* [Source data]
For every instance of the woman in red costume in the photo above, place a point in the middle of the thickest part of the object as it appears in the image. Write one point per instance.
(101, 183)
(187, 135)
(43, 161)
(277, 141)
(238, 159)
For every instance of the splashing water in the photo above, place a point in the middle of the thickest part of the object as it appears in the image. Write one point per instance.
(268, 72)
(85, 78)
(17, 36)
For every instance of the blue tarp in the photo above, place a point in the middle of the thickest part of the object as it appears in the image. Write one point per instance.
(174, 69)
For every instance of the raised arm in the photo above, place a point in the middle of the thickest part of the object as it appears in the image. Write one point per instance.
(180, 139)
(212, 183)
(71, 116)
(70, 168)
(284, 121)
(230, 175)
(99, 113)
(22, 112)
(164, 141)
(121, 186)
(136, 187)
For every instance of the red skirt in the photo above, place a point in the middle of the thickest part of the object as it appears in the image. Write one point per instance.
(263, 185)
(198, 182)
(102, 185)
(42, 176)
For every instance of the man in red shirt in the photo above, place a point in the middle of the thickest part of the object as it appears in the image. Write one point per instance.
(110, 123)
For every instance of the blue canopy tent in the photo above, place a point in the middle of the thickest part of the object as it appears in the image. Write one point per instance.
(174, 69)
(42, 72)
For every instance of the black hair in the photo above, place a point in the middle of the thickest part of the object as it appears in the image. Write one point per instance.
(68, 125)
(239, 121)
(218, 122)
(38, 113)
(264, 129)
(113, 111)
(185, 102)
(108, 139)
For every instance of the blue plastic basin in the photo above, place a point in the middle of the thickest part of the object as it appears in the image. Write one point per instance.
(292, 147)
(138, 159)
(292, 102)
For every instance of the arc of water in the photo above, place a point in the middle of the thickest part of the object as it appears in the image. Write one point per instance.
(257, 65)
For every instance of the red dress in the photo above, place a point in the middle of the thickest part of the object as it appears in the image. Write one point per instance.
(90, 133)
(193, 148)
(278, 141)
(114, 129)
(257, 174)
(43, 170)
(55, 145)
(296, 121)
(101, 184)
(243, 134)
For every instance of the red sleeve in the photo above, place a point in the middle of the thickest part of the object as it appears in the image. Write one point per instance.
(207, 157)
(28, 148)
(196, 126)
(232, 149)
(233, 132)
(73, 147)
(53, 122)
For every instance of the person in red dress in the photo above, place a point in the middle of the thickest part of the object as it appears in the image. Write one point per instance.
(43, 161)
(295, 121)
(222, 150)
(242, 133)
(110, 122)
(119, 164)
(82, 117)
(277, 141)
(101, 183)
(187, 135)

* [Description of the task] Beginning with the line that holds "For every instance of the arc", restate word for word every line down to the end of the data, and only those lines.

* [Answer for the task]
For every instance of the arc of water in the photo above, place a point in the middle of the thickest part of the object as it appears in the image. Write one point per instance.
(257, 65)
For every instance of the red dress in the photo above, place a point in the middle of the thickest part of the object as it appears in the image. Write one point per instance.
(90, 133)
(193, 148)
(278, 141)
(114, 129)
(257, 174)
(43, 170)
(55, 145)
(296, 121)
(101, 184)
(243, 134)
For every instance of the red sleeve in the photo above, place a point in the middle of the thickest part of the object as it appears in the image. Write one point per instance.
(207, 157)
(28, 148)
(196, 126)
(232, 149)
(233, 132)
(73, 147)
(53, 122)
For every instance of the person in red dress in the photo above, place a point in the middle of the thickest part of the object as it appears in the image. Write one point per instance.
(43, 161)
(295, 121)
(222, 150)
(242, 133)
(110, 122)
(119, 164)
(82, 117)
(277, 141)
(101, 183)
(187, 135)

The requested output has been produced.